Requirement A |
From the Civil War column, extract everything from "Bruce Kauffmann: The" down to "suffered constant discrimination.".
Requirement B |
Answer the following from the Civil War column:
(i) On what date did Grant issue General Order No. 11?
(ii) Which army had far fewer resources?
(iii) What three things did the government fail to adequately supply to the Union army?
Requirement C |
State whether each statement agrees with the Civil War column:
(i) General Order No. 11 was the first official act of governmental discrimination against Jews as a race in American history.
(ii) Most Confederate officers drove the traders away from their armies.
(iii) Grant was more anti-Semitic than most.

Page text |
· · · · ·

Bruce Kauffmann: The Jews as scapegoats during the Civil War
Of the myriad problems besetting Abraham Lincoln during the Civil War, what to do about government anti-Semitism was not high on his list. But it confronted him nevertheless, last week (Dec. 17) in 1862 when Union Gen. Ulysses S. Grant issued his infamous General Order No. 11, expelling Jews from trading with the Union Army. It was the first official act of governmental discrimination against Jews as a race in American history, although, individually, Jews had suffered constant discrimination.
Grant was neither more nor less anti-Semitic than most, which is to say that he thought Jews were stereotypically greedy Shylocks who preyed on, and profited from, the inability of the government to adequately supply the Union army with food, medicine and clothing. Certainly both the Union and Confederate armies had their share of peddlers, profiteers and hangers-on, all looking to make a buck off the plight of the regular soldier. In fact, the problem was so bad in the Confederate army, which had far fewer resources, military and otherwise, than the Union Army, that most Confederate officers tolerated these traders because they helped save their armies from starvation.

· · · · ·

Extracted records |

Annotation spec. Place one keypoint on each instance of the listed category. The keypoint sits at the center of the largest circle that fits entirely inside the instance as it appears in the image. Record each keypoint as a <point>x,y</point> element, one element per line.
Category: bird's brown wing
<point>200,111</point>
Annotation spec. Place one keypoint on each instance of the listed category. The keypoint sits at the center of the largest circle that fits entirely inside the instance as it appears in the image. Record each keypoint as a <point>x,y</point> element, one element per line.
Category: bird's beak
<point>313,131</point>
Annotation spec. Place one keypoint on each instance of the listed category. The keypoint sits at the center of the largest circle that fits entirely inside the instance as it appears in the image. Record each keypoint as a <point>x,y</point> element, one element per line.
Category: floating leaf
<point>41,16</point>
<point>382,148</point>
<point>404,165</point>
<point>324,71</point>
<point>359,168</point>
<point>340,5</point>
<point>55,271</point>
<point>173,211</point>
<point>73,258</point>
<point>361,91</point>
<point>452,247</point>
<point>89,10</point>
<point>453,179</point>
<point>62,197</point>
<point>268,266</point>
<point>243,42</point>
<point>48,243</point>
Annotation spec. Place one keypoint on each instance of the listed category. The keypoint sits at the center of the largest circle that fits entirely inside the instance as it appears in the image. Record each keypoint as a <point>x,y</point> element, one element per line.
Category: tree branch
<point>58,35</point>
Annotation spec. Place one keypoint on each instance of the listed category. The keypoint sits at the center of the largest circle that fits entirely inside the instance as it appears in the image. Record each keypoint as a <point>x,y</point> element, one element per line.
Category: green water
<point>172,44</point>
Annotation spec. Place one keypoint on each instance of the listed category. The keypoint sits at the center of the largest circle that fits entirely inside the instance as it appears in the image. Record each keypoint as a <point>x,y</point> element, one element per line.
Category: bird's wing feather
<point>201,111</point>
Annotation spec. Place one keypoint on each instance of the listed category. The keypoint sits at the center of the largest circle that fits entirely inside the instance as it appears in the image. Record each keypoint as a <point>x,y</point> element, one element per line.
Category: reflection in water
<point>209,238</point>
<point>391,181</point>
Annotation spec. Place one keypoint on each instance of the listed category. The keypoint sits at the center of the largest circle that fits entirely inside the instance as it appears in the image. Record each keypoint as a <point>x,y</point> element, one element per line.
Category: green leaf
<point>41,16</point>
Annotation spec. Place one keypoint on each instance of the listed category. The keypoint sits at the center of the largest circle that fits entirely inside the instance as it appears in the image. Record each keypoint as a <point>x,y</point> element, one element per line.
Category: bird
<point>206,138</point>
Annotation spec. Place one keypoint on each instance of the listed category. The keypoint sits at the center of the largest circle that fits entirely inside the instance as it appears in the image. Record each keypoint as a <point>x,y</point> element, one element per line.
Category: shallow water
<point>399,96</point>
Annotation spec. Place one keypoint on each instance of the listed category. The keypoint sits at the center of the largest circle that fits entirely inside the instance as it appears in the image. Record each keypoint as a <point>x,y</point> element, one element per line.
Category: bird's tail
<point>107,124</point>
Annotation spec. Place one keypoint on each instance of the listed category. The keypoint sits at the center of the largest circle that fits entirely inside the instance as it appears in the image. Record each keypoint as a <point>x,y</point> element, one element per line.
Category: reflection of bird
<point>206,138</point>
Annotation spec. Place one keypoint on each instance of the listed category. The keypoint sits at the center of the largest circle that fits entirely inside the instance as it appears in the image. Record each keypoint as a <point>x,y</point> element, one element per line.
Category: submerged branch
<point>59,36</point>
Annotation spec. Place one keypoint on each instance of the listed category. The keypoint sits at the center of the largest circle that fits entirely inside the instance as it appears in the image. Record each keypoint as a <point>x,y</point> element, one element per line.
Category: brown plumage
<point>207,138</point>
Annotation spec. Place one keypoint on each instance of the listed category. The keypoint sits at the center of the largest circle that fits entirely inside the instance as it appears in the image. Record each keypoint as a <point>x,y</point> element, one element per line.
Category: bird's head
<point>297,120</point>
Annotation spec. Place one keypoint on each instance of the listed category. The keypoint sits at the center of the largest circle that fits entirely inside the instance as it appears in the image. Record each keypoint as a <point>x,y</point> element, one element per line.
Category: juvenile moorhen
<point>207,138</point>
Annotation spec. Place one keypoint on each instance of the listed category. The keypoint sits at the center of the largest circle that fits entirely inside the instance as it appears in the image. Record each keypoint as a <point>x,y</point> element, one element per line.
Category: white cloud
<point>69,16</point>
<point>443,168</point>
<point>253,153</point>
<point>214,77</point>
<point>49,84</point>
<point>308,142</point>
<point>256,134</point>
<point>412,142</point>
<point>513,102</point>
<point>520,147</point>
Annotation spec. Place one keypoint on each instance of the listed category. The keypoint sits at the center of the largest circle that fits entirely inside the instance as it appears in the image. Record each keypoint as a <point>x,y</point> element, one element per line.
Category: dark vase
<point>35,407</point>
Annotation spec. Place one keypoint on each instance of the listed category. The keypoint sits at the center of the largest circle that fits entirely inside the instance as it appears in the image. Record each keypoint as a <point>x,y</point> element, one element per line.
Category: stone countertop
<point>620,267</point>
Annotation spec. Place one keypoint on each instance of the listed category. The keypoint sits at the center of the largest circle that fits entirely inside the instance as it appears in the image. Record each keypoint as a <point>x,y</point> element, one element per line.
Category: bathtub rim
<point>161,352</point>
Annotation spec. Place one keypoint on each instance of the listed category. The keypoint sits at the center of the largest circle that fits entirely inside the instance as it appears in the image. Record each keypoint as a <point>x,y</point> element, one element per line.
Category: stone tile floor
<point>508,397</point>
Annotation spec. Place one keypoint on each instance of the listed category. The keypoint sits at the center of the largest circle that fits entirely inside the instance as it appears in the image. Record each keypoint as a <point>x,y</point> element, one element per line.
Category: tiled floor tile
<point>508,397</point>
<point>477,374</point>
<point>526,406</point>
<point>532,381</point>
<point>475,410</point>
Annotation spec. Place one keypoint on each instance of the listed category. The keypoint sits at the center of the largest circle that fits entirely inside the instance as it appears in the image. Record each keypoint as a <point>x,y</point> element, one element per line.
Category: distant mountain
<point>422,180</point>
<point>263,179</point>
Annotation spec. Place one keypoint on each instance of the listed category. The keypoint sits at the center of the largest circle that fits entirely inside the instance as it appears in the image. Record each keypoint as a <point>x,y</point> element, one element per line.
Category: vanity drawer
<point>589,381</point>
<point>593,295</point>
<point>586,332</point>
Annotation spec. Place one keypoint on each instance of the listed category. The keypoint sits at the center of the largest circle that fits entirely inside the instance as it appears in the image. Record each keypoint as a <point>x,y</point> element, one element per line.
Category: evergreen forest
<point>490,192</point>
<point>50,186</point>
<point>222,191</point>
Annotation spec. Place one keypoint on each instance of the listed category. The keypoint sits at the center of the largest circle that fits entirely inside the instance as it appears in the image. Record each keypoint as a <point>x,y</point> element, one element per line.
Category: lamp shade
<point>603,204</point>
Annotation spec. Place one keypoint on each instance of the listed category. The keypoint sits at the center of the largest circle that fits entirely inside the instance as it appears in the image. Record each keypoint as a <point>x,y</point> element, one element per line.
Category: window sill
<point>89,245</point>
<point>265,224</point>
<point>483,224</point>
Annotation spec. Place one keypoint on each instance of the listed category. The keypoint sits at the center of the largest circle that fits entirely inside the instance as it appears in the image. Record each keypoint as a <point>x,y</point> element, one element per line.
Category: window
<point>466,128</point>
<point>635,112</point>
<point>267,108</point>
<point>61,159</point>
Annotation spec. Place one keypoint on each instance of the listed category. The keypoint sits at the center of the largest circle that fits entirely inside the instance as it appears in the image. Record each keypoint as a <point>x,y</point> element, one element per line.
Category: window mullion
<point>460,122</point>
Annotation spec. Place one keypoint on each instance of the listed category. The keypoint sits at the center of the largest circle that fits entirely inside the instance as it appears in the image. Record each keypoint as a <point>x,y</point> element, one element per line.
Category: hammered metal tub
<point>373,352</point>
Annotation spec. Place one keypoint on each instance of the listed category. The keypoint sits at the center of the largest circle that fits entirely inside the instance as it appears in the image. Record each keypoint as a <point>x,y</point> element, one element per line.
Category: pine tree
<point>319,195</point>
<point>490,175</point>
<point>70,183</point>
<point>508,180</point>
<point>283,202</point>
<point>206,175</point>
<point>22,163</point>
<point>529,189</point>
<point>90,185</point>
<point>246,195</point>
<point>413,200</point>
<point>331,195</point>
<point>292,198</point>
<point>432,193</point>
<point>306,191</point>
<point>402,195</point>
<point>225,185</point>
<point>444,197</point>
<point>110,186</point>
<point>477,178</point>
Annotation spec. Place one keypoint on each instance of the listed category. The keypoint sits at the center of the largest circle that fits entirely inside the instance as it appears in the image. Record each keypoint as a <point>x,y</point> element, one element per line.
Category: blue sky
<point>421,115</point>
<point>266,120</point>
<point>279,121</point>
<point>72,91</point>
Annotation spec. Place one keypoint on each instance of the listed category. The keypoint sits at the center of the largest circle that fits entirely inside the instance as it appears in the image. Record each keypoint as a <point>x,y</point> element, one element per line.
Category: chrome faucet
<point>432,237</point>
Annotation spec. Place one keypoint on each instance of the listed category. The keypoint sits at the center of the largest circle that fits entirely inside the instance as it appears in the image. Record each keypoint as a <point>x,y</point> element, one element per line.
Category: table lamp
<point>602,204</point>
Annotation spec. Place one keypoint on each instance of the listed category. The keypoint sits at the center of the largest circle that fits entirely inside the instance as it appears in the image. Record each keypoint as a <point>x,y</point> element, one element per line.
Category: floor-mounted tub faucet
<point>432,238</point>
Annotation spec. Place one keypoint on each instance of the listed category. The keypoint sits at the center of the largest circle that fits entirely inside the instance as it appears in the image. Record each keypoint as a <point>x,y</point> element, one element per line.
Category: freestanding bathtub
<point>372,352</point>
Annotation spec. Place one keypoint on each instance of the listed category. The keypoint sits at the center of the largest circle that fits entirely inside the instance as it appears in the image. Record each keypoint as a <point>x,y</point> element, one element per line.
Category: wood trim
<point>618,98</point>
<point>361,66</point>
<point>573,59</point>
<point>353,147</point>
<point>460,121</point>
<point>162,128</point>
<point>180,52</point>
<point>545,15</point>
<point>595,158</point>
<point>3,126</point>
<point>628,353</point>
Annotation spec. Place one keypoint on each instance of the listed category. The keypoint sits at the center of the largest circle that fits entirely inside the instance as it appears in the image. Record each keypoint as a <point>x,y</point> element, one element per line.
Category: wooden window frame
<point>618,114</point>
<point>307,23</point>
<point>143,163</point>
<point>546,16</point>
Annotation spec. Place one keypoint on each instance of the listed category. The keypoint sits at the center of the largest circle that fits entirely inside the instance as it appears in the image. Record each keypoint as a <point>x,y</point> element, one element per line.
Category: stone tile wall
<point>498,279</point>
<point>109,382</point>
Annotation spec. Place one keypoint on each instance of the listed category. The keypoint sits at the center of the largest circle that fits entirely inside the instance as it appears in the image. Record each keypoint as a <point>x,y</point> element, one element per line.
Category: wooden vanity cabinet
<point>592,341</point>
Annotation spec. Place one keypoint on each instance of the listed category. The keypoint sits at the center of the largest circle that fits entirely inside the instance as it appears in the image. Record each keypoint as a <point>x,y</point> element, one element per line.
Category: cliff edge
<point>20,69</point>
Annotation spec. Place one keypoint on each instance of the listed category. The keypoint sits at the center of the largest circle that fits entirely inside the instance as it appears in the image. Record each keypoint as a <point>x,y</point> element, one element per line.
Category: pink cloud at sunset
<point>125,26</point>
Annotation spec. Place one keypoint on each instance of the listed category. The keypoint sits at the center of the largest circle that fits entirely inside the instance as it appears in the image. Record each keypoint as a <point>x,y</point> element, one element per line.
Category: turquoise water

· · · · ·

Task result A |
Bruce Kauffmann: The Jews as scapegoats during the Civil War
Of the myriad problems besetting Abraham Lincoln during the Civil War, what to do about government anti-Semitism was not high on his list. But it confronted him nevertheless, last week (Dec. 17) in 1862 when Union Gen. Ulysses S. Grant issued his infamous General Order No. 11, expelling Jews from trading with the Union Army. It was the first official act of governmental discrimination against Jews as a race in American history, although, individually, Jews had suffered constant discrimination.

Task result B |
(i) Dec. 17, 1862
(ii) The Confederate army
(iii) Food, medicine and clothing

Task result C |
(i) Yes: "It was the first official act of governmental discrimination against Jews as a race in American history"
(ii) No: "most Confederate officers tolerated these traders because they helped save their armies from starvation"
(iii) No: "Grant was neither more nor less anti-Semitic than most"